> _TEXT PROVIDED_
*****

What happens in the brain when a person has an out-of-body experience? A team of scientists may now have an answer.
In a new study, researchers using a brain scanner and some fancy camera work gave study participants the illusion that their bodies were located in a part of a room other than where they really were. Then, the researchers examined the participants' brain activity, to find out which brain regions were involved in the participants' perceptions about where their body was.
The findings showed that the conscious experience of where one's body is located arises from activity in brain areas involved in feelings of body ownership, as well as regions that contain cells known to be involved in spatial orientation, the researchers said. Earlier work done in animals had showed these cells, dubbed "GPS cells," have a key role in navigation and memory.
The feeling of owning a body "is a very basic experience that most of us take for granted in everyday life," said Dr. Arvid Guterstam, a neuroscientist at the Karolinska Institutet in Sweden, and co-author of the study published today (April 30) in the journal Current Biology. But Guterstam and his colleagues wanted to understand the brain mechanisms that underlie this everyday experience. [Eye Tricks: Gallery of Visual Illusions]
Rubber hands and virtual bodies
In previous experiments, the researchers had explored the feeling of being out of one's body. For example, the researchers developed the so-called "rubber hand illusion," in which a person wearing video goggles sees a rubber hand being stroked, while a researcher strokes the participant's own hand (which is out of sight), producing the feeling that the rubber hand is the participant's own. The researchers have used a similar technique to give people the feeling of having a manikin's body, or even an invisible body, as they described in a report published last week in the journal Scientific Reports.
In the new study, Guterstam and his colleagues wanted to understand the brain mechanisms behind the perception of where one's body is located. Experiments in mice and other animals have shown that neurons called GPS cells are involved in navigating one's body in space (as well as in memory), a finding that was awarded the Nobel Prize in physiology or medicine in 2014.
These studies have typically involved animals running in a virtual maze, while electrodes are hooked up to their brains. "But we don’t know what the animals perceive," Guterstam told Live Science. To better understand how the process works in people, the researchers scanned the brains of people who were experiencing the illusion of being outside their body, Guterstam said.
In the latest experiment, the participants lay in an MRI scanner while wearing a head-mounted display that showed video from a set of cameras elsewhere in the room. The cameras were positioned to look down on the body of a stranger, while an image of the participant's own body lying inside the scanner was visible in the background.

*****

> _HOW TO COMPLETE THIS TASK_
Answer these questions about the article on out-of-body experiences:
(a) In which journal was the new study published?
(b) What award was given for the finding that GPS cells help with navigating one's body in space, and in what year?
(c) Where did participants lie during the latest experiment?
These records come from a different source than the article.

Text-to-region grounding data
*****

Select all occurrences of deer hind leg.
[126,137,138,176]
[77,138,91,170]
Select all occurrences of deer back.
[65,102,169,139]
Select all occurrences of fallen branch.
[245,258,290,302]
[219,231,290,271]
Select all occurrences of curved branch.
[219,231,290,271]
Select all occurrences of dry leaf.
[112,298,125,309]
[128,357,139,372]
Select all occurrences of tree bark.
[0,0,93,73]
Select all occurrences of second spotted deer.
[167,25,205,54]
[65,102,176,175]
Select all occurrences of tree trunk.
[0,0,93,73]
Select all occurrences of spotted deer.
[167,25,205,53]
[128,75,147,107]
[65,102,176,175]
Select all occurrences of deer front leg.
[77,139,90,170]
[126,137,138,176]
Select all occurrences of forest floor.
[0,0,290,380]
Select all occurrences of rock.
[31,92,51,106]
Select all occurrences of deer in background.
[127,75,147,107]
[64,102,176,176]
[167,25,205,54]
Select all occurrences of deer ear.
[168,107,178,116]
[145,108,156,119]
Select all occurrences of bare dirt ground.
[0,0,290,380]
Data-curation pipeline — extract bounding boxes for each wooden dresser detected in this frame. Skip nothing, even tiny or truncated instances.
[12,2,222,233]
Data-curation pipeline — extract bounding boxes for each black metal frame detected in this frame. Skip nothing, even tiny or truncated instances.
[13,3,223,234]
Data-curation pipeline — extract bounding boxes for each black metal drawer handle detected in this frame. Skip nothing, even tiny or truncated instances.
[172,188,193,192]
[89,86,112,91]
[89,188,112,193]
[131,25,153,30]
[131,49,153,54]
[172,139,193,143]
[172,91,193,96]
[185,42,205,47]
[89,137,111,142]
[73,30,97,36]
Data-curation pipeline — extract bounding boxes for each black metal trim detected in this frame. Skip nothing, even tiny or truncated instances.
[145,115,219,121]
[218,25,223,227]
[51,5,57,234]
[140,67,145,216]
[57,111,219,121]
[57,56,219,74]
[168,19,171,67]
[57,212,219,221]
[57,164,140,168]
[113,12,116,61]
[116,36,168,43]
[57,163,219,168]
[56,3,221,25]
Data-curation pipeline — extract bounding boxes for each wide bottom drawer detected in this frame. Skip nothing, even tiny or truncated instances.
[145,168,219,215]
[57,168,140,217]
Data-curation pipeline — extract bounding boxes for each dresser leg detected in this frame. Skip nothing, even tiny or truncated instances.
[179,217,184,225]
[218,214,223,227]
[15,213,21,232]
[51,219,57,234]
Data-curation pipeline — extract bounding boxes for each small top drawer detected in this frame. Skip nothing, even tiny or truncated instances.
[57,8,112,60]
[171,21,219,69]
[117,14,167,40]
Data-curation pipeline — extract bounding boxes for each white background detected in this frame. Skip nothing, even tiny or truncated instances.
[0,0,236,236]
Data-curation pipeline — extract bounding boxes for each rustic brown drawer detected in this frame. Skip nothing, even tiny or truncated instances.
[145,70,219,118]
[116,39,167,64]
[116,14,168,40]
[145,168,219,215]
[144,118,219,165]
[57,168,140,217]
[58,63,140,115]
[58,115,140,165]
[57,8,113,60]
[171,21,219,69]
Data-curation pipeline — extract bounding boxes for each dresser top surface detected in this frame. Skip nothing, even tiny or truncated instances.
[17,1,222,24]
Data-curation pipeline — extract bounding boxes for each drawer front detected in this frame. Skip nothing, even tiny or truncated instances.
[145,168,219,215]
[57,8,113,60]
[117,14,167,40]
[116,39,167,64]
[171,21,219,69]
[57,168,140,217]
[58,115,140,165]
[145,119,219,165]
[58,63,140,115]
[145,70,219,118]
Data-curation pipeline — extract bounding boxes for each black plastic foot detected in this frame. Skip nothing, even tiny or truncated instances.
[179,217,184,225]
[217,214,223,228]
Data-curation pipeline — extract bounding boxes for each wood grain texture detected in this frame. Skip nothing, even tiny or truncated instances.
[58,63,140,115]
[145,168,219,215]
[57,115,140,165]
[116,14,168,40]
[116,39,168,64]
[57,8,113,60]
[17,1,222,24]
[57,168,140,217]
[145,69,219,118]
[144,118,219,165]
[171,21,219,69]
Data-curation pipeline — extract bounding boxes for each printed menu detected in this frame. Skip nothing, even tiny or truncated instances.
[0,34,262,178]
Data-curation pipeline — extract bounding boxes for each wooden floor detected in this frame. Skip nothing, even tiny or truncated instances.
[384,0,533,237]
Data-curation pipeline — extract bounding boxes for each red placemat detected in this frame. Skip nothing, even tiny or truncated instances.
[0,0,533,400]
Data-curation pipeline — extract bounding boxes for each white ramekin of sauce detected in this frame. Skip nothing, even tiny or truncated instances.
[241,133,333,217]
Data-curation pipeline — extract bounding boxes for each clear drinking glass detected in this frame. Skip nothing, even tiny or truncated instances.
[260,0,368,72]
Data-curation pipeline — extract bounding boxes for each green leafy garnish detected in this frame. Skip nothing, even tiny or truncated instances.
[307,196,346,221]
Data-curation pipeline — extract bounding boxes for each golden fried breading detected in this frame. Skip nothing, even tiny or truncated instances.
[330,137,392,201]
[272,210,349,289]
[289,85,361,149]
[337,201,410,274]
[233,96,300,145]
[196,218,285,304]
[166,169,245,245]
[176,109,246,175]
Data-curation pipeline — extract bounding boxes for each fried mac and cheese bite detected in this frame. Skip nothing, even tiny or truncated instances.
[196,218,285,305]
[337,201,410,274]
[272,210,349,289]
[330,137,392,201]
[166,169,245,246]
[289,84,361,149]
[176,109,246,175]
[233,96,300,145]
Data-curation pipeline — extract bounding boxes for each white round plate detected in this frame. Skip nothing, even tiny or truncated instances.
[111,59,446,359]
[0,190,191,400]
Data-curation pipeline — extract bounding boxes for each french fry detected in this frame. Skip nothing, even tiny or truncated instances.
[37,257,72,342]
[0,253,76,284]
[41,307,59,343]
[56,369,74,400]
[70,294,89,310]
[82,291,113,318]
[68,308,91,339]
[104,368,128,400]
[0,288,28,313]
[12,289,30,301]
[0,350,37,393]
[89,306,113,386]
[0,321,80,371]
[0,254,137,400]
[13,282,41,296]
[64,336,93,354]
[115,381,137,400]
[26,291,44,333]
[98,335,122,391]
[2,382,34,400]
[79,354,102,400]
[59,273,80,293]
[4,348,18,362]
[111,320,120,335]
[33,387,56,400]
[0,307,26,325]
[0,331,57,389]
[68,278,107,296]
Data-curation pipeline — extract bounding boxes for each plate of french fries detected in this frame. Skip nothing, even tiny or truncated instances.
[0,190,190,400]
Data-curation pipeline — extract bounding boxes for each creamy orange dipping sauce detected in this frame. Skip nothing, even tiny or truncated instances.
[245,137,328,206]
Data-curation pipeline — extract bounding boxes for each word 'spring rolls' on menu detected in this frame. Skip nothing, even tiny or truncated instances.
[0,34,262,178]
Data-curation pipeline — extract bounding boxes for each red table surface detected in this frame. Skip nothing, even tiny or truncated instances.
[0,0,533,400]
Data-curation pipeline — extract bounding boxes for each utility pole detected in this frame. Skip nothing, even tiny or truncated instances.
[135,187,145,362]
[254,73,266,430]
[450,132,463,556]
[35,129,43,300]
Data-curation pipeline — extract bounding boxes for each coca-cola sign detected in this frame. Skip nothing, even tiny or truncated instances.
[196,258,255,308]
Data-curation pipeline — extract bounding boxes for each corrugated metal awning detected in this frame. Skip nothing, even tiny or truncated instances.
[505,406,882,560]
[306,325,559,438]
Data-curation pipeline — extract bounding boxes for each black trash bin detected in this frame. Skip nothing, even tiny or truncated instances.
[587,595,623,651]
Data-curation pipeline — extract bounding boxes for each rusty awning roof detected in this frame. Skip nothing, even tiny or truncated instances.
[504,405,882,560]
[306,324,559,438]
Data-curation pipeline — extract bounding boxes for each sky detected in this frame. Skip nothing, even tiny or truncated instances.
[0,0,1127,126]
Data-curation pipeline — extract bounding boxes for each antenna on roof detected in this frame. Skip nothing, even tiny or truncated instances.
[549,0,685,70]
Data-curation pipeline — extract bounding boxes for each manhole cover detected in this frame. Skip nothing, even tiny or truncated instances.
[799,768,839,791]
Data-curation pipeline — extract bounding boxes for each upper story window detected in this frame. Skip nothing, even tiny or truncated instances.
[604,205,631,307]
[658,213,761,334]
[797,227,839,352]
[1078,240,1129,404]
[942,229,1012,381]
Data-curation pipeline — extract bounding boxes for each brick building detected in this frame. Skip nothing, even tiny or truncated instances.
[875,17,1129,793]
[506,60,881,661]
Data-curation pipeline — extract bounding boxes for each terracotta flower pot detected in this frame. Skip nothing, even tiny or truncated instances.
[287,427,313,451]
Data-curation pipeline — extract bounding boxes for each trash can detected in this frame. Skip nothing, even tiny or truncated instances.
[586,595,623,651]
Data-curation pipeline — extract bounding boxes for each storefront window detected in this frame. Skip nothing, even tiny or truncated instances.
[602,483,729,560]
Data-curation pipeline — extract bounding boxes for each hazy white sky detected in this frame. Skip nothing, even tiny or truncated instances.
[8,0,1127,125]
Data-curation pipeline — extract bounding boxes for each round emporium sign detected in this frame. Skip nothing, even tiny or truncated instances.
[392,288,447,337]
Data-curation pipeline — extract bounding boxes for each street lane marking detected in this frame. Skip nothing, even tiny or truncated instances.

*****

> _EXERCISE SOLUTION_
(a) Current Biology
(b) The Nobel Prize in physiology or medicine, in 2014
(c) In an MRI scanner